Nothing should appear in the answer except the lines from the one containing "flag in the photo above." through the end of the records below, written out exactly.

┌─ MATERIALS PROVIDED

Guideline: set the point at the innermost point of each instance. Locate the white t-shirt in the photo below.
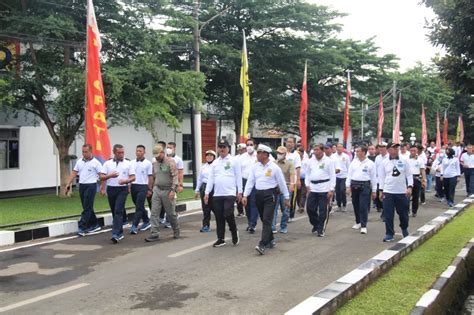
(88, 170)
(124, 168)
(143, 169)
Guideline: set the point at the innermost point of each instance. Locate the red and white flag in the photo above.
(304, 110)
(381, 118)
(438, 134)
(345, 133)
(396, 128)
(96, 123)
(424, 132)
(445, 128)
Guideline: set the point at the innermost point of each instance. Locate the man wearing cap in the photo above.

└─

* _SOLVED EXERCISE_
Guideline: set the point at the innermost point of each instance. Locate the red and white flag in the photo above.
(304, 110)
(381, 118)
(438, 134)
(345, 133)
(396, 128)
(96, 123)
(424, 132)
(445, 128)
Guideline: set the point at the innermost point of each instance. Locate the man wearing cap in the photo above.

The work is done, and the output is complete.